Given problem>
Render all of the material below as a numbered list, skipping blank lines and leaving the pictures out.

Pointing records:
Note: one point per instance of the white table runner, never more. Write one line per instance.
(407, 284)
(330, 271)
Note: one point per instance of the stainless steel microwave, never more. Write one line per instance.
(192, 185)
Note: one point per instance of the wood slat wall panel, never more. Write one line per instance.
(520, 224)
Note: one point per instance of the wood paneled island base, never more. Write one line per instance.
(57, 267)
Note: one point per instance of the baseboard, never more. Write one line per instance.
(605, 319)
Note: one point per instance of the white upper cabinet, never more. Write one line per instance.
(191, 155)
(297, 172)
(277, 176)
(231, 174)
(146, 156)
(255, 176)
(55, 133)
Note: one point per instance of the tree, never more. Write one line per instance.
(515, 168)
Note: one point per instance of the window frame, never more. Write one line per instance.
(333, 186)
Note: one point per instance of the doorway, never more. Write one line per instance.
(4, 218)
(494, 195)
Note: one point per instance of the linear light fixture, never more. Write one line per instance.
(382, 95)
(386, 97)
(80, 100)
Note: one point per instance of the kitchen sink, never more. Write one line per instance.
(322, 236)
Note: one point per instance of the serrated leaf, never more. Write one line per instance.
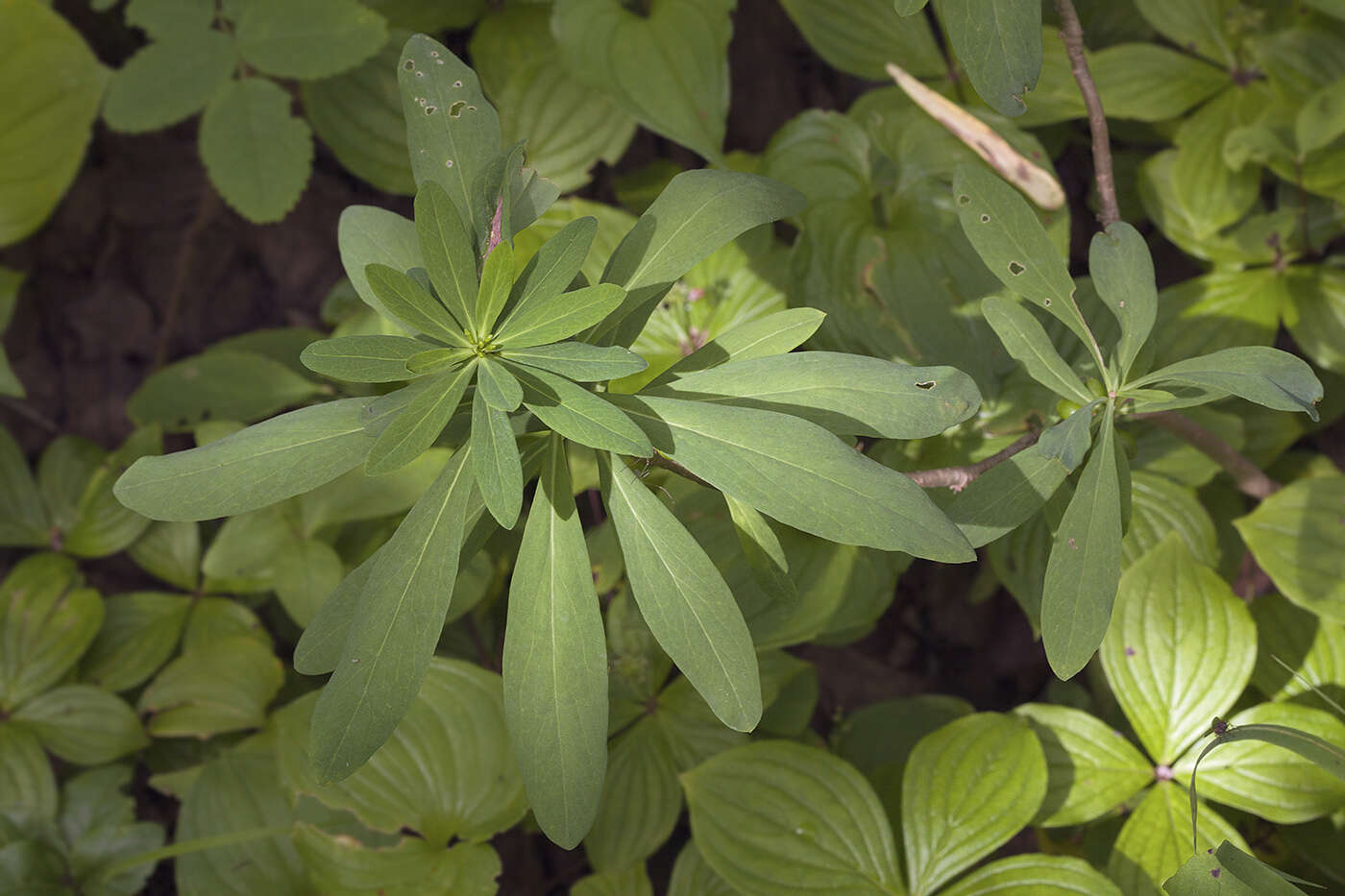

Finished answer>
1. Note: one point per instance of the white table runner, never more. Write one line per instance.
2. (407, 284)
3. (330, 271)
4. Note: one point per instance of the stainless steel microwave, never more. Write one line per instance.
5. (192, 185)
6. Note: one point per instance of the wood slat wall panel, never more. Write one line per instance.
7. (520, 224)
8. Note: one point per instance of the wood paneled island base, never more. Write one line per instance.
9. (57, 267)
10. Note: one point per instance of the baseboard, never more. Write one line per instance.
11. (605, 319)
12. Note: one point per instance of the white upper cabinet, never more. Write one line per instance.
13. (191, 155)
14. (297, 172)
15. (277, 176)
16. (231, 174)
17. (146, 156)
18. (255, 176)
19. (55, 133)
20. Note: one point per instance of the tree, never more. Write one line per instance.
21. (515, 168)
22. Note: one point per instance of the window frame, never more. Write one line per instance.
23. (333, 186)
24. Note: one point per instance of the doorway, never more. Write one line per instance.
25. (4, 218)
26. (494, 195)
27. Note: one point per instance of the linear light fixture, never more. Write one line per instance.
28. (382, 95)
29. (386, 97)
30. (80, 100)
31. Note: one point per instance of the kitchen sink, never more. Write one line per instance.
32. (322, 236)
33. Note: one point per instance of the serrated leaf, never more. Write one line per instance.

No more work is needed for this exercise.